Aim of the task. Reproduce every line of the records below as a numbered list, omitting blank lines and leaving the picture out.

Data shown.
---+---

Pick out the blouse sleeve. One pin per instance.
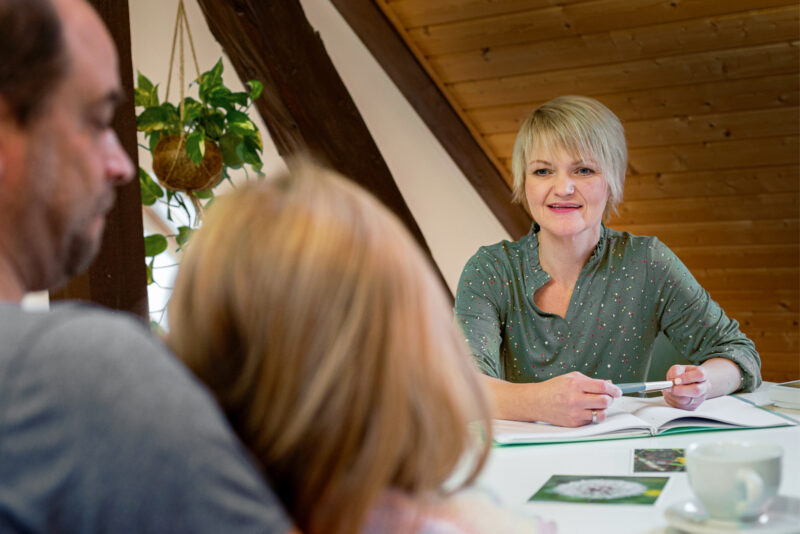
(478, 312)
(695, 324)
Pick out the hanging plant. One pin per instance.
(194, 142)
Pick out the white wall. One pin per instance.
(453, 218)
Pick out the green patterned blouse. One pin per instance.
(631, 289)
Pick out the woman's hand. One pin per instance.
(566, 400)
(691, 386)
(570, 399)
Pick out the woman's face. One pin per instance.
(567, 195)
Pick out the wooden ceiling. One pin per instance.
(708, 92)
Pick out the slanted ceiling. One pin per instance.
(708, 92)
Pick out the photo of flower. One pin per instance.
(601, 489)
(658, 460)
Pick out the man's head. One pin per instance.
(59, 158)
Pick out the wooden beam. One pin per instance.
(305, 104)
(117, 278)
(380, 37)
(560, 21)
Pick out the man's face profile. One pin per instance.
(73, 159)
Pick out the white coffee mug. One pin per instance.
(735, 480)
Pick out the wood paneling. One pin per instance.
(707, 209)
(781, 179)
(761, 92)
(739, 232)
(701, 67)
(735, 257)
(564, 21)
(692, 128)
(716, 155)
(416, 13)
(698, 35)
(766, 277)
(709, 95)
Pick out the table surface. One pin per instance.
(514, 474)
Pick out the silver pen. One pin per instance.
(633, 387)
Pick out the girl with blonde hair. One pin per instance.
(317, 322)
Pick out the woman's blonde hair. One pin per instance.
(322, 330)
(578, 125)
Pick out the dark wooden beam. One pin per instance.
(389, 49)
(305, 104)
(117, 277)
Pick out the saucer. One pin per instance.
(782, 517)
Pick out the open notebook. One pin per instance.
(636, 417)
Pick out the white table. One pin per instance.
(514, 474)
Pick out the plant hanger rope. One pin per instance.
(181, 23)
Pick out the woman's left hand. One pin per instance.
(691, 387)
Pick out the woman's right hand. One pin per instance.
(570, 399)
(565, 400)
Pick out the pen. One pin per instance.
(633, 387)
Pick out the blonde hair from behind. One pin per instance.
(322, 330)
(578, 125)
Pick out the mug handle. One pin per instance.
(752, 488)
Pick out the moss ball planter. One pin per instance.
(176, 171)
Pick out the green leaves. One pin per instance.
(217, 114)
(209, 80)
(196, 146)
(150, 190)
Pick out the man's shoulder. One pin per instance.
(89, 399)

---+---

Solution.
1. Pick out the blouse sleeve. One pin per instance.
2. (478, 312)
3. (695, 324)
4. Pick out the hanging plant. One pin per instance.
5. (194, 142)
6. Pick out the white wall. One pin per instance.
7. (453, 218)
8. Pick out the green patterned blouse. One pin per instance.
9. (631, 289)
10. Pick out the woman's hand. One pin per instance.
11. (566, 400)
12. (691, 386)
13. (570, 399)
14. Pick out the woman's face. One pin per instance.
15. (567, 195)
16. Pick out the wooden ceiling. One pin per instance.
17. (708, 92)
18. Pick out the slanted ceiling. One pin per instance.
19. (708, 92)
20. Pick out the photo of flower. One pin per instance.
21. (601, 489)
22. (658, 460)
23. Pick out the man's head. One pin per instance.
24. (59, 158)
25. Pick out the wooden beam. One pin per instance.
26. (305, 104)
27. (117, 278)
28. (380, 37)
29. (560, 21)
30. Pick out the man's face profile. One pin per instance.
31. (73, 159)
32. Pick out the white coffee mug. One pin per instance.
33. (735, 480)
34. Pick out the wood paneling. One pin per instance.
35. (707, 209)
36. (781, 179)
37. (761, 92)
38. (739, 232)
39. (701, 67)
40. (735, 257)
41. (564, 21)
42. (692, 128)
43. (716, 155)
44. (416, 13)
45. (698, 35)
46. (766, 277)
47. (709, 95)
48. Pick out the table surface. One pin per instance.
49. (514, 474)
50. Pick out the silver pen. One pin per instance.
51. (633, 387)
52. Pick out the girl with blonde hair. One pin per instance.
53. (317, 322)
54. Pick out the woman's blonde hair. One pin per instance.
55. (322, 330)
56. (578, 125)
57. Pick out the dark wooden beam. One pin per instance.
58. (389, 49)
59. (305, 104)
60. (117, 277)
61. Pick out the saucer. One pin per instance.
62. (782, 517)
63. Pick out the open notebook. One pin per instance.
64. (636, 417)
65. Pick out the white table. One pin per instance.
66. (514, 474)
67. Pick out the plant hanger rope. One pin per instance.
68. (181, 23)
69. Pick out the woman's left hand. One pin per instance.
70. (691, 387)
71. Pick out the woman's right hand. One pin per instance.
72. (570, 399)
73. (565, 400)
74. Pick out the pen. One pin per instance.
75. (633, 387)
76. Pick out the blonde hair from behind. One pin per instance.
77. (322, 330)
78. (578, 125)
79. Pick out the mug handle. One pin per instance.
80. (752, 488)
81. Pick out the moss ball planter. One pin per instance.
82. (176, 171)
83. Pick out the green leaves. One pin per instance.
84. (217, 114)
85. (209, 80)
86. (196, 146)
87. (150, 190)
88. Pick out the man's shoulder. One pin per instance.
89. (89, 399)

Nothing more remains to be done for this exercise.